## [Your assignment]
Check every line below for the word "muzzle" and show those that hold it.

(Records for the task Opens)

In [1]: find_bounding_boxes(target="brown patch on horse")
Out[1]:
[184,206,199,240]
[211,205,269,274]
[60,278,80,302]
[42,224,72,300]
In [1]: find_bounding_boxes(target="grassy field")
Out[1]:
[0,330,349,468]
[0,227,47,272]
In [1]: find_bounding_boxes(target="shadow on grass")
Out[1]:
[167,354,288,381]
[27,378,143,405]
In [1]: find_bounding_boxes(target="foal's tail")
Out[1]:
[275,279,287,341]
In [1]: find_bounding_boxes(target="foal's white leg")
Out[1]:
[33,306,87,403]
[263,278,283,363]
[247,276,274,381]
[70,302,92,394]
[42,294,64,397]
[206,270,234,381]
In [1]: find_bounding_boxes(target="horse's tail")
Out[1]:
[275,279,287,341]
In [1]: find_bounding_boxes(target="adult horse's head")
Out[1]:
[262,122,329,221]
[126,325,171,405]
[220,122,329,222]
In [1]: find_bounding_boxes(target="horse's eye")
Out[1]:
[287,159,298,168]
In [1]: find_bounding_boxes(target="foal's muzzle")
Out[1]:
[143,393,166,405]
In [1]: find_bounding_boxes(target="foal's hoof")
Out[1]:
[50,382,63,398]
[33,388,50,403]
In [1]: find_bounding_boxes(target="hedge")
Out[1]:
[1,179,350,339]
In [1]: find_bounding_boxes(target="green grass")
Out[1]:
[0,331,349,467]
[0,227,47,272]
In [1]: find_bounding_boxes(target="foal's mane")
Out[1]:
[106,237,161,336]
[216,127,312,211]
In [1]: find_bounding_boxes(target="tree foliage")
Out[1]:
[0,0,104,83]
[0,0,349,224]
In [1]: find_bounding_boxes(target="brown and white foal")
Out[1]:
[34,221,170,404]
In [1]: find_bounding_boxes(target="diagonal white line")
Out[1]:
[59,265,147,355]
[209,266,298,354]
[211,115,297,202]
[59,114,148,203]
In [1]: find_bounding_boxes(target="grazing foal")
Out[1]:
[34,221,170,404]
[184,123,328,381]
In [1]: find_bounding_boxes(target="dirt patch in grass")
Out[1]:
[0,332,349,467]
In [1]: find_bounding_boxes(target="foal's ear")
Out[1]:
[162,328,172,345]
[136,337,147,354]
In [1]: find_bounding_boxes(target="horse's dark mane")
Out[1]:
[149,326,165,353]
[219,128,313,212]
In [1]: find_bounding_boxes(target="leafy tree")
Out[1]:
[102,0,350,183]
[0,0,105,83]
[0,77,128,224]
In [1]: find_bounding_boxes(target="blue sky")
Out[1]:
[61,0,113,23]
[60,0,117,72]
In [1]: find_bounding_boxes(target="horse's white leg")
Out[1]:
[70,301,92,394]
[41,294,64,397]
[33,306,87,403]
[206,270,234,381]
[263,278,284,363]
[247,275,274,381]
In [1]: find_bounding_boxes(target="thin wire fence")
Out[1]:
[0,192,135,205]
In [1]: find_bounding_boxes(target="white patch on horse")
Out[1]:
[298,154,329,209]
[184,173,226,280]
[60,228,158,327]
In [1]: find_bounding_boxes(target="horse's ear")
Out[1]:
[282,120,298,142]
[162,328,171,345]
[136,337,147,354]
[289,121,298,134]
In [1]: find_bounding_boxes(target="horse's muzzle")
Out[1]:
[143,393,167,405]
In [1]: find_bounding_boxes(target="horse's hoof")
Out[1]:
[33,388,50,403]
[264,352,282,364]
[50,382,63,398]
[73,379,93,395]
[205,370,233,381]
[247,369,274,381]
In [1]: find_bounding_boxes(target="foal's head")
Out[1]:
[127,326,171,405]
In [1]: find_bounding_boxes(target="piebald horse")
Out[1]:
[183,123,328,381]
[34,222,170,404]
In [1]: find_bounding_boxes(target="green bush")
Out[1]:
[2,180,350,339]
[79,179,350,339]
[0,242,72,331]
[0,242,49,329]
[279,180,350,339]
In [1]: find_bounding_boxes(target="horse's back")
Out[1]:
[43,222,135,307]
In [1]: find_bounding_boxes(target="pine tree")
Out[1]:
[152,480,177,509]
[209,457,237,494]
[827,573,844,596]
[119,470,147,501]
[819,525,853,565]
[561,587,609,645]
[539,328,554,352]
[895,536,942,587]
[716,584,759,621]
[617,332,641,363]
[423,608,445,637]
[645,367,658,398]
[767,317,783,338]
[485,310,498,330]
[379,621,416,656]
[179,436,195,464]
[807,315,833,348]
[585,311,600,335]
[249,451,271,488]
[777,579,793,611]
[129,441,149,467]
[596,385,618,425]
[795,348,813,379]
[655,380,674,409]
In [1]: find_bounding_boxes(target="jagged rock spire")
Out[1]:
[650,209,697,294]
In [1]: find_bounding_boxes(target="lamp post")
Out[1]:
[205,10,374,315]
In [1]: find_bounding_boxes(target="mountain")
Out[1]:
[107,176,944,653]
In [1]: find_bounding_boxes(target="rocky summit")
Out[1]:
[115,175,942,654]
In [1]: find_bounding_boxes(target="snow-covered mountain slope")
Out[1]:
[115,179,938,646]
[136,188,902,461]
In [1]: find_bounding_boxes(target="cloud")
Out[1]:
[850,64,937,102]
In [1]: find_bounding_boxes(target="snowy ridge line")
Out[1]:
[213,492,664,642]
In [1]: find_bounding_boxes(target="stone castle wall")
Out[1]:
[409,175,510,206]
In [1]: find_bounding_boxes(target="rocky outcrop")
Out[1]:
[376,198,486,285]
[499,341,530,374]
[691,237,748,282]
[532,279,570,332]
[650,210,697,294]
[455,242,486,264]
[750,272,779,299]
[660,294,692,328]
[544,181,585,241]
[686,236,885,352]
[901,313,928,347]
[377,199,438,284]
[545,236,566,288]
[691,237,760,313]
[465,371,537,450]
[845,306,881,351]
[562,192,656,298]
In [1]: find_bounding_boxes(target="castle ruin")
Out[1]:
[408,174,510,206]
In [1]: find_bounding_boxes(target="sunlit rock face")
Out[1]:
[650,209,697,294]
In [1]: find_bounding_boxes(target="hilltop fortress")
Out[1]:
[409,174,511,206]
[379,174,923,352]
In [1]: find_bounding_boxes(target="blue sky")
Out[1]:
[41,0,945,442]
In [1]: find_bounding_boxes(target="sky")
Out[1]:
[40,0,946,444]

(Records for the task Closes)
(Records for the task Opens)

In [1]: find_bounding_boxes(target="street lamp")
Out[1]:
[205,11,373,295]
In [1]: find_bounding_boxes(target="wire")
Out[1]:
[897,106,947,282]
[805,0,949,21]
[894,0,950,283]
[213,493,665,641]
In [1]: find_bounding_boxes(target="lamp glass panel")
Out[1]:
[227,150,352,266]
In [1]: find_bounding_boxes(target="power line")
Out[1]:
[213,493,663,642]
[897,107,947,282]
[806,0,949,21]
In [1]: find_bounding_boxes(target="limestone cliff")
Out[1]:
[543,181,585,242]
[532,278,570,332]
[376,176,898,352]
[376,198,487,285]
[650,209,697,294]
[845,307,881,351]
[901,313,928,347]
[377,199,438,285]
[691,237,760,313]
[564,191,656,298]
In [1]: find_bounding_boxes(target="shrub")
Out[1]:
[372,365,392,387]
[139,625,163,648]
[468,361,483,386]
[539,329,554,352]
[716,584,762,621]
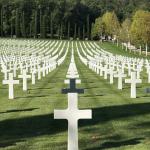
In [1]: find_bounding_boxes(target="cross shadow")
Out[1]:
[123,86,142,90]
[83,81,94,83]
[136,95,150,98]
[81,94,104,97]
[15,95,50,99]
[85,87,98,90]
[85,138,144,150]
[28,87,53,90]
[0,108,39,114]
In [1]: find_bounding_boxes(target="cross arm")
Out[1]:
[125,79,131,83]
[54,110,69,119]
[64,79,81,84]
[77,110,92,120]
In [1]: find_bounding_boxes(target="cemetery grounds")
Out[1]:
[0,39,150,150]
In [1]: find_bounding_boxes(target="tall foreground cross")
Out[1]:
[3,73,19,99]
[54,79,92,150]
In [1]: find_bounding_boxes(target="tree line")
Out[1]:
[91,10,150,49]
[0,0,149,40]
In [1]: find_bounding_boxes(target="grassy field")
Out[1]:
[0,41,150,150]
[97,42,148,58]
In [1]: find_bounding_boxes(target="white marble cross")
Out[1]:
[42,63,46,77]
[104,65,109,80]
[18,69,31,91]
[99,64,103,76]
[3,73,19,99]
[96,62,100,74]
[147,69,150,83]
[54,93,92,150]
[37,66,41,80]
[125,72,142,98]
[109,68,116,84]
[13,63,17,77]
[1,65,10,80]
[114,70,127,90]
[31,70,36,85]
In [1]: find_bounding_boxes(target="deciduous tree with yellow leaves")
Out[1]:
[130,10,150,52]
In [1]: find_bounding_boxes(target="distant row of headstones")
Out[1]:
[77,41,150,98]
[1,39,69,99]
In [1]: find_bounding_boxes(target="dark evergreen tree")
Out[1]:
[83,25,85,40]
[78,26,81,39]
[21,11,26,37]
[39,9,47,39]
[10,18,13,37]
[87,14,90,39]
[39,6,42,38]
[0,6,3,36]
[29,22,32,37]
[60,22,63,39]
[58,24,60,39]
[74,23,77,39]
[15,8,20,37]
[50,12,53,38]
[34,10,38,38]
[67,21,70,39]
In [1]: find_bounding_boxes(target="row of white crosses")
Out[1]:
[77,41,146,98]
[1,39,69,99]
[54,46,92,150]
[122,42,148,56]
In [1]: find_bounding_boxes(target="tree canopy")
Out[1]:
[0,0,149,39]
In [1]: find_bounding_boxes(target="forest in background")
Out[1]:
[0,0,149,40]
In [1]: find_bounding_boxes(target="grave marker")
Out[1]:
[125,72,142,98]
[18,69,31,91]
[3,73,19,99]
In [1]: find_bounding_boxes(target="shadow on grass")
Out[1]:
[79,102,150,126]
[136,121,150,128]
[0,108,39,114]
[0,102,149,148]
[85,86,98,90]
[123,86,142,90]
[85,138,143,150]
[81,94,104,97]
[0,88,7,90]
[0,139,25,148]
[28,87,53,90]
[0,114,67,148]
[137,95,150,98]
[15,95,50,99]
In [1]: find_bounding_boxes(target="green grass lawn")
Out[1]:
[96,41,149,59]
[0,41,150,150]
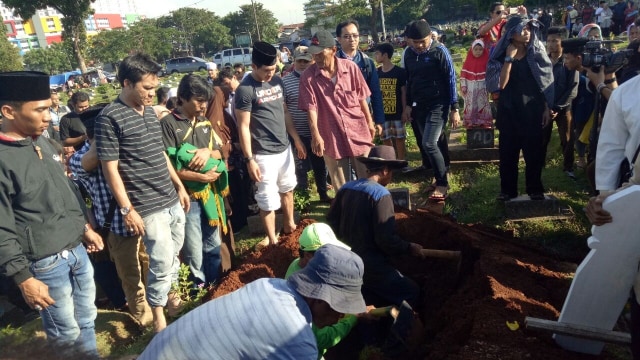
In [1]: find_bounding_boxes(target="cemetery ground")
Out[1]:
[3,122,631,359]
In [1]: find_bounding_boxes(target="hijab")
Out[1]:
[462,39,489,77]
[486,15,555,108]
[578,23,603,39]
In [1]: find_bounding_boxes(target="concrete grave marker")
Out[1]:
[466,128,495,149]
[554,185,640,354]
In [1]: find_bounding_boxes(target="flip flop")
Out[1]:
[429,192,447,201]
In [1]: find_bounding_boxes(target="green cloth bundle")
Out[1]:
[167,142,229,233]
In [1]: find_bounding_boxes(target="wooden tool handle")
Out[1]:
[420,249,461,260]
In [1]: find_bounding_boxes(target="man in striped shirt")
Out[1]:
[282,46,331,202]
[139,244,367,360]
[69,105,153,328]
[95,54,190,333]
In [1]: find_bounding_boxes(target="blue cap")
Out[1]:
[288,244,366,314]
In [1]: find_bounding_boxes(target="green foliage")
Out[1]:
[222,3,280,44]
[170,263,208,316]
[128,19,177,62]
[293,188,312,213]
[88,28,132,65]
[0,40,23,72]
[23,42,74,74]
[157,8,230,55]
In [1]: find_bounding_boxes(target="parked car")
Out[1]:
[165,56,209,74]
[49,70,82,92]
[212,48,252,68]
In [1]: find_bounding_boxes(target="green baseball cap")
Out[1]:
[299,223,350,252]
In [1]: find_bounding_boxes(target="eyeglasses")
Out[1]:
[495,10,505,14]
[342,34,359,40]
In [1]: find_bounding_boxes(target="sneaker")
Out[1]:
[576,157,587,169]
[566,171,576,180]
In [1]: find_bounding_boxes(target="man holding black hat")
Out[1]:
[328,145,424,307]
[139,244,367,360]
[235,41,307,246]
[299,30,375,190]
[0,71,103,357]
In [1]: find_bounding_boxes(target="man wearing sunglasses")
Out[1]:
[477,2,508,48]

(Records for the task Closes)

## [Solution to this problem]
In [1]: find_bounding_boxes(target="foal's muzzle")
In [1]: find_bounding_boxes(target="horse's muzzle")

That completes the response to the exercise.